*Supplied entries*.
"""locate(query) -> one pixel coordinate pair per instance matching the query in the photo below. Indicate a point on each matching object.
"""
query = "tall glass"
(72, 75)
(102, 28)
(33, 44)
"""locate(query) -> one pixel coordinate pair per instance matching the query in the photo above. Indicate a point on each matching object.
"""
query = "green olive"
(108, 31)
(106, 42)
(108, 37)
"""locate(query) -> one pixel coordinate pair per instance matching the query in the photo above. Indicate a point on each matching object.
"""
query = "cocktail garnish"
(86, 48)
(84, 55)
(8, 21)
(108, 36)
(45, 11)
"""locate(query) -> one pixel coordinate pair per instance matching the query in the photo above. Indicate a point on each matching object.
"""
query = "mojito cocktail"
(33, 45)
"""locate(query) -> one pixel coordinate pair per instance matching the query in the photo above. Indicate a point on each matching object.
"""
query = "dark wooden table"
---
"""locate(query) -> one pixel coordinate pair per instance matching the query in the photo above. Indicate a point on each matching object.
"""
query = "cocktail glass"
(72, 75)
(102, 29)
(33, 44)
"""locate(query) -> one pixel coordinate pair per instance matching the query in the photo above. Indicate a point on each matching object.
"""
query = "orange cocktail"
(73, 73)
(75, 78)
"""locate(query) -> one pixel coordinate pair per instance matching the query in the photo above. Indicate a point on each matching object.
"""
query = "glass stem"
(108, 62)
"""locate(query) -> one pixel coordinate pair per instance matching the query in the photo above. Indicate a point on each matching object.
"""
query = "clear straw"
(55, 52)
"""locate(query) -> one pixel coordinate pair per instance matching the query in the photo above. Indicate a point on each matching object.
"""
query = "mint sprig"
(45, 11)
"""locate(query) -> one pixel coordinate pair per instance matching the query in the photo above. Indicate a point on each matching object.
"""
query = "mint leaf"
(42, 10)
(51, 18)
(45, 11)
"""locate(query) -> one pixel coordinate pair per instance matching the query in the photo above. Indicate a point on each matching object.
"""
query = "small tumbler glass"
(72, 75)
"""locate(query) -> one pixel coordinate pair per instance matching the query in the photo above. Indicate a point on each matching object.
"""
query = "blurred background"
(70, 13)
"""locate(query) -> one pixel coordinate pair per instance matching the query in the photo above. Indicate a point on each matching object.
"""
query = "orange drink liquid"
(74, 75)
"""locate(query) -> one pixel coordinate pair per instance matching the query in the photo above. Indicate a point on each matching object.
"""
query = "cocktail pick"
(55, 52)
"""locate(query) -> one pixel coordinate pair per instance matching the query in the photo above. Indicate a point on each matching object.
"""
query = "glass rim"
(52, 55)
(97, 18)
---
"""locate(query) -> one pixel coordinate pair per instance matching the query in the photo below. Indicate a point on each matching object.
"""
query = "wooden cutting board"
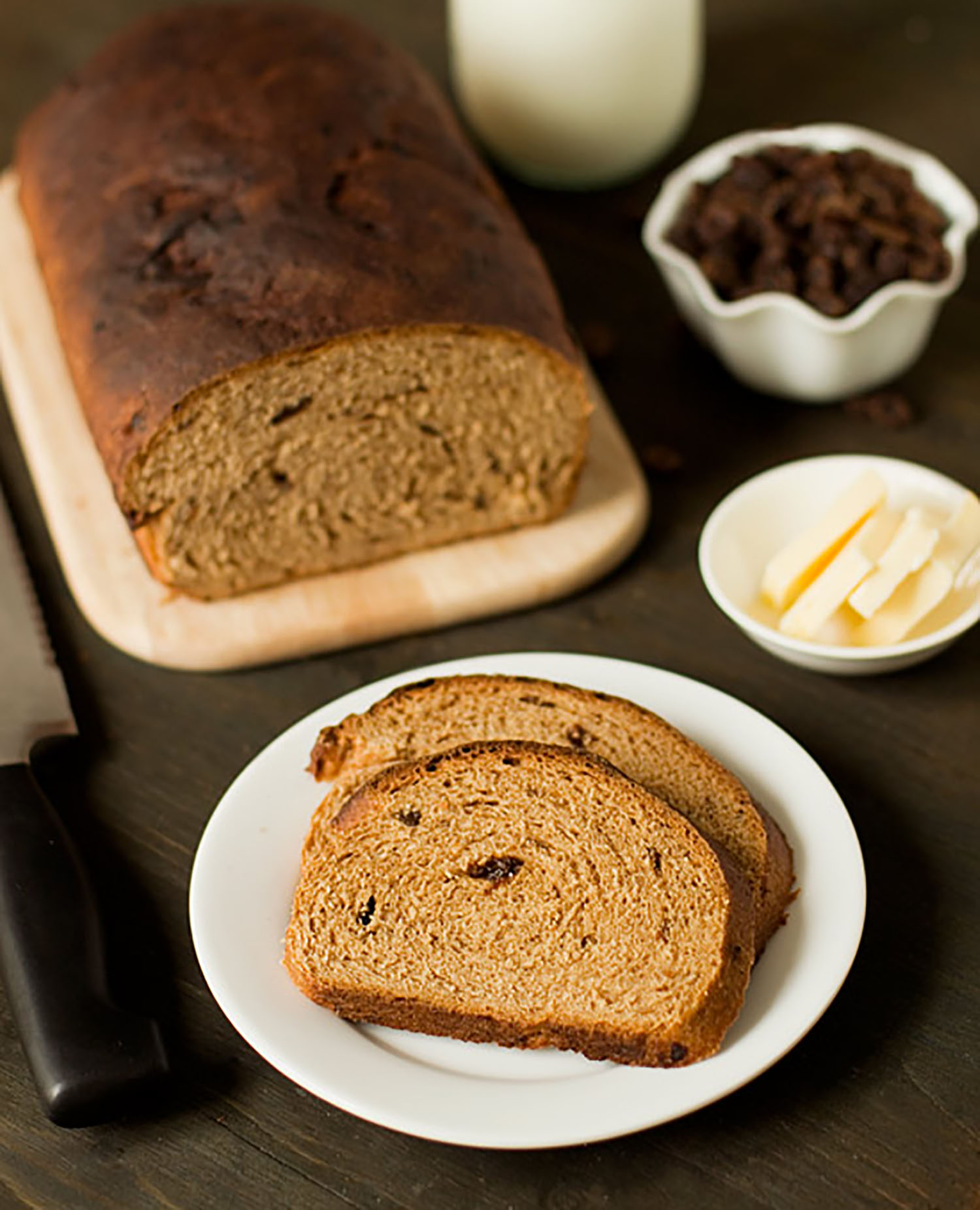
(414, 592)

*Job*. Pick out every line of the listing above that contains the string "cocktail", and copy each one; case counts.

*Written solution*.
query = "cocktail garnish"
query = "mojito cocktail"
query = "cocktail glass"
query = "orange cocktail"
query = "cocktail pick"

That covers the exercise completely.